## [Short problem]
Reproduce the entries below without any change, beginning at the line that contains "Where can the white cloud" and stopping after the line that contains "point(37, 278)", with both of those lines included. Give only those lines.

## [Items]
━━━━━━━━━━━━━━━━━━━━
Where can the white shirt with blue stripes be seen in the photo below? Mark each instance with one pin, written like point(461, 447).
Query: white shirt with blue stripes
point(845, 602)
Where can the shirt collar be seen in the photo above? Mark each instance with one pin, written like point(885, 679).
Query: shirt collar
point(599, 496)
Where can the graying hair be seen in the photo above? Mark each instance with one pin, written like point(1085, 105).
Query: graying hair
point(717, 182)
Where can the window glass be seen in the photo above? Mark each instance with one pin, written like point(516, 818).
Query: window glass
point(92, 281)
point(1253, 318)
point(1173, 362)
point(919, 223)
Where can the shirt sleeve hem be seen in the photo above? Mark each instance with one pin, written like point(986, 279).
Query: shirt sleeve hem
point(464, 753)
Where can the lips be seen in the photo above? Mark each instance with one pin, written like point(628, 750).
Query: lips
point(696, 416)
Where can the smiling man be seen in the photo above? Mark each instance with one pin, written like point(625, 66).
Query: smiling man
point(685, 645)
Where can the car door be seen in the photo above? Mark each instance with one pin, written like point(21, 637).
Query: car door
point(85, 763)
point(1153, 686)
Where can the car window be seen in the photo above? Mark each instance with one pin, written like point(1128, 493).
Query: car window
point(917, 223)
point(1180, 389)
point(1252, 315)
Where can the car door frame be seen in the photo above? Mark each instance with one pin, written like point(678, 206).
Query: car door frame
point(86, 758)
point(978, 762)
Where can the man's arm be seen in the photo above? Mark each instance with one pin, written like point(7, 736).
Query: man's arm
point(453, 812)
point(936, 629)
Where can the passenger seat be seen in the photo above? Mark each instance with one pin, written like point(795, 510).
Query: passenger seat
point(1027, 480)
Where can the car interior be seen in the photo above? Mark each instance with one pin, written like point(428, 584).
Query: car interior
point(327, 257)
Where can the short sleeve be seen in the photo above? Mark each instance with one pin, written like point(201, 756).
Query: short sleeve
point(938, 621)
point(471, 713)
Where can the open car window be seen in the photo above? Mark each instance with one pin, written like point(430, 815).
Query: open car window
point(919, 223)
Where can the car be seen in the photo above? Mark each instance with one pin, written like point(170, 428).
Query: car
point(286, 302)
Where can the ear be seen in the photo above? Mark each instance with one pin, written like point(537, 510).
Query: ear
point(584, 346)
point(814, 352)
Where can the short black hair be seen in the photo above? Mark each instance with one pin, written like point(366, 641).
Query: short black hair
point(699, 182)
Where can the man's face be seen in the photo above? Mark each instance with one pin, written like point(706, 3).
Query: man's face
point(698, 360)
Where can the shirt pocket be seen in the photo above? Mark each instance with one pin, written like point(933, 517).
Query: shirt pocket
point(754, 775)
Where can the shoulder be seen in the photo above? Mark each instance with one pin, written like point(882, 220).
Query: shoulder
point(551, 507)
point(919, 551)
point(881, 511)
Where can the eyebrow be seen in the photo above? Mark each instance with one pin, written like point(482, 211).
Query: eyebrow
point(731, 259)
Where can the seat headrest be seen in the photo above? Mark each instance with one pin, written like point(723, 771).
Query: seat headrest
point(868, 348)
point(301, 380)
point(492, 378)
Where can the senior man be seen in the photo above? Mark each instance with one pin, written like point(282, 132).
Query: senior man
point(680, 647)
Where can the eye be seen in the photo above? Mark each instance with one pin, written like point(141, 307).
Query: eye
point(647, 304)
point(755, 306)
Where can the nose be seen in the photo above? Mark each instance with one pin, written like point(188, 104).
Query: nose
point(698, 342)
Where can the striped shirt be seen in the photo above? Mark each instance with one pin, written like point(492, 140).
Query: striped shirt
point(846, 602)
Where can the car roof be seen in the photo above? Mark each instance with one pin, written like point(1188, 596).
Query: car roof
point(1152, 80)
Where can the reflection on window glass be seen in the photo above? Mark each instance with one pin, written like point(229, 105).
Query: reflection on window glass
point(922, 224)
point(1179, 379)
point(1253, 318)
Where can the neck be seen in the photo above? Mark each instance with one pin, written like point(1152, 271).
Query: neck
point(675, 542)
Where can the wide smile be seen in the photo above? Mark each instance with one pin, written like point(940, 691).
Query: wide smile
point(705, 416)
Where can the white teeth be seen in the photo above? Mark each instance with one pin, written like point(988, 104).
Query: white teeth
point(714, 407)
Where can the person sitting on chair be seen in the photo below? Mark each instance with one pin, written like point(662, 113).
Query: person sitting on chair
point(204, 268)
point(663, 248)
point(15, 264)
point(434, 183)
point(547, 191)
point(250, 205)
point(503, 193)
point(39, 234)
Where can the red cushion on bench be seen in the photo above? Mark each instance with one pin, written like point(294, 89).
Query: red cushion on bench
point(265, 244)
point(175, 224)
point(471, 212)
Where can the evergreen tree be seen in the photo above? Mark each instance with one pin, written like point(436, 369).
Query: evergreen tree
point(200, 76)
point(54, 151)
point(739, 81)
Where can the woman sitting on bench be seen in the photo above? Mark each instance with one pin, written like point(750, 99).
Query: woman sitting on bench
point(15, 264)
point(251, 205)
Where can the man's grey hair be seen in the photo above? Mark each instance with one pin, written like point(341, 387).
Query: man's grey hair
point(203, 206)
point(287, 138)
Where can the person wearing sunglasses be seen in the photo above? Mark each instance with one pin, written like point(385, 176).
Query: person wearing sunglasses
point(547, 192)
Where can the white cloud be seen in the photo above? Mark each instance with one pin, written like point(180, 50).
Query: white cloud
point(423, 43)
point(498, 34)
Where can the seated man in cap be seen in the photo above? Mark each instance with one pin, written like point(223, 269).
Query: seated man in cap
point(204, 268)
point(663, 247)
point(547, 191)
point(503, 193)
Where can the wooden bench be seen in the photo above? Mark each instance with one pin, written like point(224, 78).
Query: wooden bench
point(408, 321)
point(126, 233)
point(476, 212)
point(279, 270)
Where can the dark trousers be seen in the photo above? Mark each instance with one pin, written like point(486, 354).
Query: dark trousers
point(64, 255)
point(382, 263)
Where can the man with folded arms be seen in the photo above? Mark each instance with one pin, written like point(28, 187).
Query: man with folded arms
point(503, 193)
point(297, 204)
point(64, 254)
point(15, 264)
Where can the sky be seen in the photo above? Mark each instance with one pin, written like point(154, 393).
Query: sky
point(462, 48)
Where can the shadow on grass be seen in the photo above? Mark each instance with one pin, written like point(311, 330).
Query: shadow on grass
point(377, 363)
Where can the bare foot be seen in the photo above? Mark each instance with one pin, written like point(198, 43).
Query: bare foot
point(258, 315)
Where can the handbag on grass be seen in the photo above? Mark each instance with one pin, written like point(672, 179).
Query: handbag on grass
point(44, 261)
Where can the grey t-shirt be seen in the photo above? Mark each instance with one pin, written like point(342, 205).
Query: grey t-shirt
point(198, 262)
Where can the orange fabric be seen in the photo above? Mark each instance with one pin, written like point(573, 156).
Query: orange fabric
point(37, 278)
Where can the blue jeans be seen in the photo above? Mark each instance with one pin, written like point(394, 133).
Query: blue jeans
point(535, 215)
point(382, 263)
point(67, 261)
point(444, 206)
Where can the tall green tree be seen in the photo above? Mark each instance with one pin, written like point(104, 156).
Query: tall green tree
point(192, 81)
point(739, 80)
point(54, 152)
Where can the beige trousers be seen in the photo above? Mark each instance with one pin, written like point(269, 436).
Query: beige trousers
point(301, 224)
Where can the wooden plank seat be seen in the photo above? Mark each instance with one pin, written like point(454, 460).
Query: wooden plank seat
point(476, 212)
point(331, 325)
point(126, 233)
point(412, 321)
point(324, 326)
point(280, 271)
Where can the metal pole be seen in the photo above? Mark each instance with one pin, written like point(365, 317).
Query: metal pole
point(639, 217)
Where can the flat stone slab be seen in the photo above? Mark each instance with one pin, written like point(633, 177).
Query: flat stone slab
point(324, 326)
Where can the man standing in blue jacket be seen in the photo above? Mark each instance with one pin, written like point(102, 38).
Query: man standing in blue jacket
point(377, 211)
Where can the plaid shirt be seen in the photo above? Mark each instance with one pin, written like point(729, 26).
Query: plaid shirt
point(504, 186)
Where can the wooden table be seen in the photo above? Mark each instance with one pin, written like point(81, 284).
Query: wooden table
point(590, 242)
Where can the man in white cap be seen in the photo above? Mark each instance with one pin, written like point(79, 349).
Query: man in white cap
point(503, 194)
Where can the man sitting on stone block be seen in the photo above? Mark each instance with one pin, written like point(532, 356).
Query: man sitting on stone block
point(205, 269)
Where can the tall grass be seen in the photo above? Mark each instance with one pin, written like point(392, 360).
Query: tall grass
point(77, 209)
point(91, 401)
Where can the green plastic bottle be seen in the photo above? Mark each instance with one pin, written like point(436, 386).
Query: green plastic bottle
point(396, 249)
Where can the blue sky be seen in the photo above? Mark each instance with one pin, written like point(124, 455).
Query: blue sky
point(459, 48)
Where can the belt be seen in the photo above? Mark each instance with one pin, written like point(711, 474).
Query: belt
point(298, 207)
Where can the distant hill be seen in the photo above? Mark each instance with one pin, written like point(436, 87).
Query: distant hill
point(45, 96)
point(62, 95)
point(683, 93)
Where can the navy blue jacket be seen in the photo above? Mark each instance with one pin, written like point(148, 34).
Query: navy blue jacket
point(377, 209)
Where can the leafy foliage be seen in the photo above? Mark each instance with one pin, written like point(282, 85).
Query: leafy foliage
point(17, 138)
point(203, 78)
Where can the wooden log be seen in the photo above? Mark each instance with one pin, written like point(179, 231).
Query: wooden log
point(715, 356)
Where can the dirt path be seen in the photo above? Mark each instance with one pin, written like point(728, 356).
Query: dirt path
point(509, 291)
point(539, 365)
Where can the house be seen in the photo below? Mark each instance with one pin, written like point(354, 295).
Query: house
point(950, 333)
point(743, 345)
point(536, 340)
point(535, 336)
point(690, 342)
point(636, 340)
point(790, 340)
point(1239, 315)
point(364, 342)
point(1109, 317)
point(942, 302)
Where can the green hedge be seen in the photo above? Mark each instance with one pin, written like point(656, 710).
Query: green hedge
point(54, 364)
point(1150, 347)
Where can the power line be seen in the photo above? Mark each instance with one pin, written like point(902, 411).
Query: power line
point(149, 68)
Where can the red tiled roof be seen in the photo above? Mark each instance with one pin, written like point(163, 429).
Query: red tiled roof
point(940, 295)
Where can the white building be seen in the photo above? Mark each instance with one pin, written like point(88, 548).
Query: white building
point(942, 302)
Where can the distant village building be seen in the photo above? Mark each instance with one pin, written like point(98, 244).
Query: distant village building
━━━━━━━━━━━━━━━━━━━━
## [Expected output]
Where can the white cloud be seen in the photo above? Mark each instance with one pin, written like point(180, 50).
Query: white cloud
point(423, 43)
point(498, 34)
Where can the seated man in cap be seen in the photo above? Mark each instance with one pin, written like point(223, 269).
Query: seated man in cap
point(204, 268)
point(663, 247)
point(547, 191)
point(503, 193)
Where can the wooden bench be seen in the photo above? Mark each instance with one pin, written like point(224, 78).
Query: wooden bench
point(408, 321)
point(126, 233)
point(476, 212)
point(279, 270)
Where can the dark trousers be seen in the photo above? Mark each instance with one pin, written like point(486, 354).
Query: dark trousers
point(64, 255)
point(382, 263)
Where can the man with folded arms be seen in the photo above? Mark each instance with one pin, written like point(28, 187).
Query: man with folded arms
point(503, 193)
point(297, 204)
point(64, 254)
point(15, 264)
Where can the sky be seen in the photo above? Mark each instance with one pin, written like point(154, 393).
Query: sky
point(462, 48)
Where can the shadow on grass be seen in the photo above? Mark each instance with one pin, written like point(311, 330).
Query: shadow on grass
point(377, 363)
Where can the bare foot be seen in the photo above? Mark each instance with one pin, written like point(198, 43).
Query: bare foot
point(258, 315)
Where can the handbag on grass be seen in the photo above? Mark each instance with one pin, written like point(672, 179).
Query: handbag on grass
point(44, 261)
Where can the grey t-shirt be seen in the photo above? Mark each instance with one pin, written like point(342, 205).
Query: grey t-shirt
point(198, 262)
Where can the orange fabric be seen in the photo above? Mark each instance with one pin, written like point(573, 156).
Query: orange fabric
point(37, 278)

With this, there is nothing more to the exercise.